◆ **Text block**
◇ ◇ ◇ ◇ ◇

5-Jun-2019: CII brings out Fiscal Performance Index to assess quality of Budgets

The Confederation of Indian Industry (CII) unveiled a new assessment of Fiscal Deficit that better measures the Government’s revenue and expenditure balance. The composite Fiscal Performance Index (FPI) developed by CII is an innovative tool using multiple indicators to examine quality of Budgets at the Central and State levels.

It is important to study diverse sources of revenue and expenditure heads to truly assess the fiscal situation of a nation. A single criterion such as the ‘fiscal deficit to GDP ratio’ does not tell us anything about the quality of the Budget. Hence, the Government should use multiple indicators to measure the quality of Budgets at the Central and the State levels rather than a single indicator.

According to CII, such a comprehensive measure of fiscal conditions can better help target Government’s social and capital expenditures keeping in mind fiscal stability. It would also contribute to strategy formulation to manage economic development with macroeconomic prudence.

As per the CII FPI, expenditure on infrastructure, education, healthcare and other social sectors can be considered beneficial for economic growth. At the same time, tax revenues are sustainable sources of revenues for the Government as compared to one-time income sources.

In view of the results obtained from our analysis, we recommend that the Fiscal Responsibility and Budget Management (FRBM) Act which sets targets for the governments to reduce fiscal deficits should not solely focus on one component. Instead, a holistic performance of all entities viewed from all angles of expenditure quality, revenue receipts quality, and fiscal prudence should be taken into consideration.

◇ ◇ ◇ ◇ ◇

[Records from a data source]
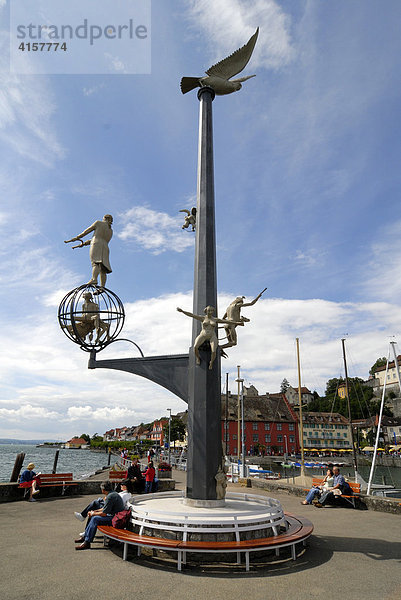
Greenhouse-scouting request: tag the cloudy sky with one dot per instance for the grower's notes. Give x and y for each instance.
(307, 185)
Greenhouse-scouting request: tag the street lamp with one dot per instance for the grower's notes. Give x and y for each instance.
(169, 434)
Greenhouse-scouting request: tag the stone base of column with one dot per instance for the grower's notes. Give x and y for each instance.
(203, 503)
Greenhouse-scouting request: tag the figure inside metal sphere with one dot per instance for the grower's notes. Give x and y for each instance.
(99, 248)
(88, 321)
(208, 332)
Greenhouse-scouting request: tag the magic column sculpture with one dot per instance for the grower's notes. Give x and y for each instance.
(204, 411)
(196, 379)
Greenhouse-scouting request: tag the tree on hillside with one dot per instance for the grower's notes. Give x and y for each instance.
(362, 401)
(381, 362)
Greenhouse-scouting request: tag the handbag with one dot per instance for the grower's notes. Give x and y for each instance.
(121, 519)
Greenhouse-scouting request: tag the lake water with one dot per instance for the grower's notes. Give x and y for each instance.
(79, 462)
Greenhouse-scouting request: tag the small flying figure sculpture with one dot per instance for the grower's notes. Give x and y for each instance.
(190, 219)
(218, 76)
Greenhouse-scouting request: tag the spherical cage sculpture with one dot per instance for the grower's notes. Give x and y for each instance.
(91, 316)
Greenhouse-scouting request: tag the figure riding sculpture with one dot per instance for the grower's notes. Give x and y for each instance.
(234, 318)
(208, 332)
(99, 248)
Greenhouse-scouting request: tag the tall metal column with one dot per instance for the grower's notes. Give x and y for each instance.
(204, 399)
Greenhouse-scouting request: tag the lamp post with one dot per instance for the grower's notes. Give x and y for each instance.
(286, 449)
(169, 434)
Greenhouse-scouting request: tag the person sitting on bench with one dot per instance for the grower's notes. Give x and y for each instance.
(339, 484)
(101, 516)
(314, 492)
(28, 480)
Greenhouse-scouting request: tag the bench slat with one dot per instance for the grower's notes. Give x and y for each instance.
(299, 529)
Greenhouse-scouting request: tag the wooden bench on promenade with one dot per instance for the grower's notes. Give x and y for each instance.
(62, 480)
(355, 487)
(298, 530)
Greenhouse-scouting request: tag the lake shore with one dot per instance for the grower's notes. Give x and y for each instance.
(356, 550)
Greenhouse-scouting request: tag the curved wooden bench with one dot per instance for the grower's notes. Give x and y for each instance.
(299, 529)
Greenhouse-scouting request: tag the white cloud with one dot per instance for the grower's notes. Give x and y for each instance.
(154, 231)
(45, 384)
(92, 90)
(229, 24)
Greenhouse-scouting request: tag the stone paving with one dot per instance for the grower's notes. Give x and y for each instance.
(352, 554)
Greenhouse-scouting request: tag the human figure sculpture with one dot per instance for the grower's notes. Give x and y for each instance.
(99, 248)
(221, 484)
(89, 321)
(208, 332)
(233, 314)
(219, 75)
(190, 219)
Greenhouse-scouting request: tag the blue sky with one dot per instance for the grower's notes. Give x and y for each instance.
(307, 185)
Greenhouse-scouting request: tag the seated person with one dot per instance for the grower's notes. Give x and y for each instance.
(113, 503)
(28, 480)
(317, 491)
(126, 491)
(339, 483)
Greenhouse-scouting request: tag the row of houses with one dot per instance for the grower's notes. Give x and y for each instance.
(271, 426)
(138, 433)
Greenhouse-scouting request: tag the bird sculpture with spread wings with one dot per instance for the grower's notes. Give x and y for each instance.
(218, 76)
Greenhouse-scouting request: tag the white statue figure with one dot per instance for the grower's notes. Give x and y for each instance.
(89, 321)
(221, 484)
(190, 219)
(233, 314)
(99, 248)
(219, 75)
(208, 332)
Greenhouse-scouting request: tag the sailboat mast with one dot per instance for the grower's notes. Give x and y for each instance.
(301, 425)
(349, 413)
(372, 468)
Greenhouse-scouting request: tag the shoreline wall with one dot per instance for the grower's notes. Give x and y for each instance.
(10, 492)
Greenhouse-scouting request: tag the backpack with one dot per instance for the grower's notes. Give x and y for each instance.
(121, 519)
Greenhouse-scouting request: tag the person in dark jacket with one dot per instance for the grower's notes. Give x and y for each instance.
(113, 503)
(28, 480)
(134, 474)
(339, 483)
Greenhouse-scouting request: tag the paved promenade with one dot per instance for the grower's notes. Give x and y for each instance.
(352, 554)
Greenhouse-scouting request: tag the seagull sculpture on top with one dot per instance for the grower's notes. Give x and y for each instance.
(218, 76)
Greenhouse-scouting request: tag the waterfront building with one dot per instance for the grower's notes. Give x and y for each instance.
(326, 431)
(270, 424)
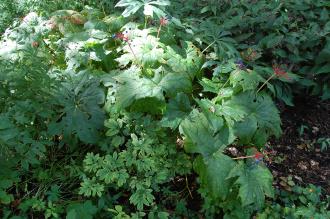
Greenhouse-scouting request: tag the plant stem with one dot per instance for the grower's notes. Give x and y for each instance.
(135, 57)
(208, 46)
(265, 83)
(159, 29)
(187, 185)
(244, 157)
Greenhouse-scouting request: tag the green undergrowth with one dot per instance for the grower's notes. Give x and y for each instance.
(105, 115)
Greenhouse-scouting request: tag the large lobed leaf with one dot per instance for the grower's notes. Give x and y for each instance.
(261, 117)
(255, 183)
(213, 172)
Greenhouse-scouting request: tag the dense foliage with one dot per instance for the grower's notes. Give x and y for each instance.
(102, 115)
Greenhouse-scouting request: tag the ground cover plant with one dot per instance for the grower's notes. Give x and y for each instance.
(146, 111)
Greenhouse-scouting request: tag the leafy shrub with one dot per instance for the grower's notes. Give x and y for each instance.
(105, 107)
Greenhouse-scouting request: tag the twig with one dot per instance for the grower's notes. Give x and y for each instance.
(265, 82)
(187, 185)
(208, 46)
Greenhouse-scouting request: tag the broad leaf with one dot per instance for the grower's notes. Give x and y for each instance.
(261, 117)
(255, 183)
(176, 110)
(213, 172)
(201, 137)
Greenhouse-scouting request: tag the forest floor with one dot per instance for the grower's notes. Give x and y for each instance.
(297, 155)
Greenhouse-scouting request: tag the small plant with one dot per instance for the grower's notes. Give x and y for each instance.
(324, 143)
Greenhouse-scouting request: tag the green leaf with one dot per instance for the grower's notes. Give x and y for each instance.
(201, 136)
(254, 183)
(248, 80)
(133, 87)
(80, 98)
(176, 110)
(84, 210)
(187, 60)
(261, 117)
(213, 172)
(142, 197)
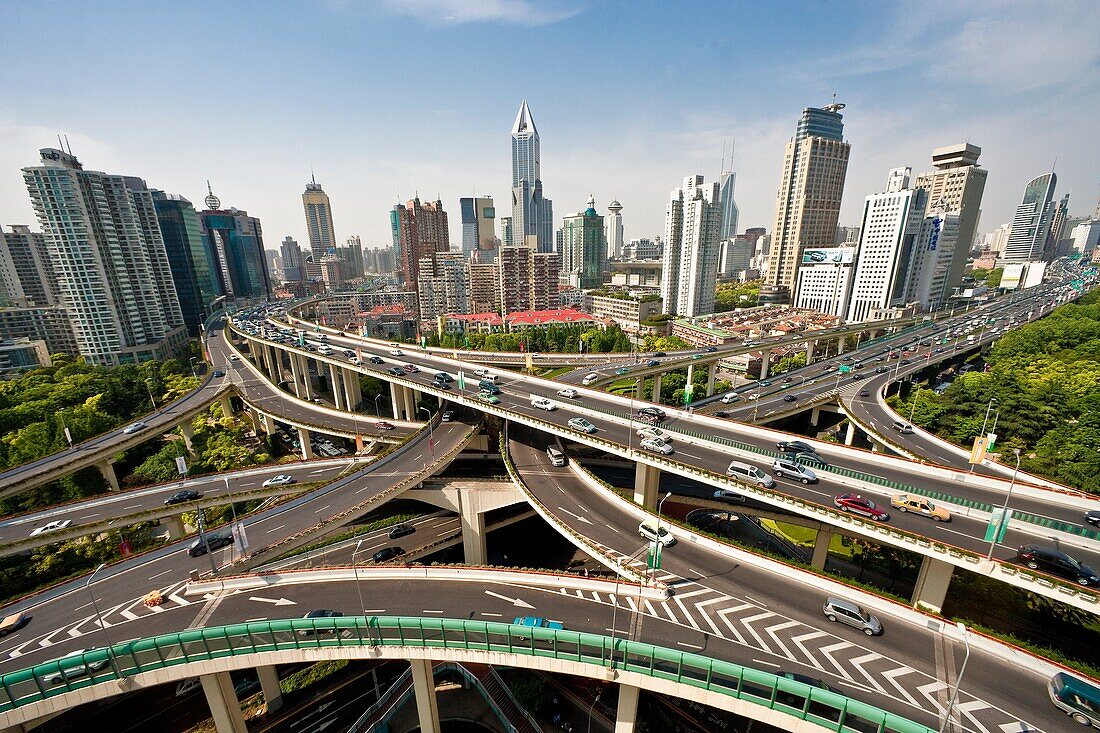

◇ ◇ ◇ ◇ ◇

◆ **List of tasks**
a) Can you reproduce the passage on CII's Fiscal Performance Index word for word, beginning at the words "It is important" and stopping after "with macroeconomic prudence."?
b) Could you carry on the text about CII's Fiscal Performance Index, starting right after its last sentence?
The records are separate material, unrelated to the text on CII's Fiscal Performance Index.

◆ **Results by task**
a)
It is important to study diverse sources of revenue and expenditure heads to truly assess the fiscal situation of a nation. A single criterion such as the ‘fiscal deficit to GDP ratio’ does not tell us anything about the quality of the Budget. Hence, the Government should use multiple indicators to measure the quality of Budgets at the Central and the State levels rather than a single indicator.

According to CII, such a comprehensive measure of fiscal conditions can better help target Government’s social and capital expenditures keeping in mind fiscal stability. It would also contribute to strategy formulation to manage economic development with macroeconomic prudence.

b)
The proposed composite index of fiscal performance evolved by CII comprises of six components for holistic assessment of the quality of Government Budgets. These include:

  1. Quality of revenue expenditure: measured by the share of revenue expenditure other than interest payments, subsidies, pensions and defence in GDP,
  2. Quality of capital expenditure: measured by share of capital expenditure (other than defence) in GDP,
  3. Quality of revenue: ratio of net tax revenue to GDP (own tax revenue in case of States),
  4. Degree of fiscal prudence I: fiscal deficit to GDP,
  5. Degree of fiscal prudence II: revenue deficit to GDP and
  6. Debt index: Change in debt and guarantees to GDP

The index is constructed using UNDP’s Human Development Index methodology. By construction, a higher value of index is indicative of an improved performance and vice versa.

CII has constructed the FPI for the period 2004-05 to 2017-18 for both the Central and State budgets (for States, the end year is 2016-17).

At the Centre, the CII analysis shows that fiscal consolidation was highest in 2007-08 while 2009-10 emerged as the worst year. After staging a recovery in 2010-11, FPI deteriorated from 2011-12 onwards till 2014-15 despite the fiscal deficit index posting an improvement. This was mainly due to poor performance of the tax revenue and expenditure quality indices (both revenue and capital).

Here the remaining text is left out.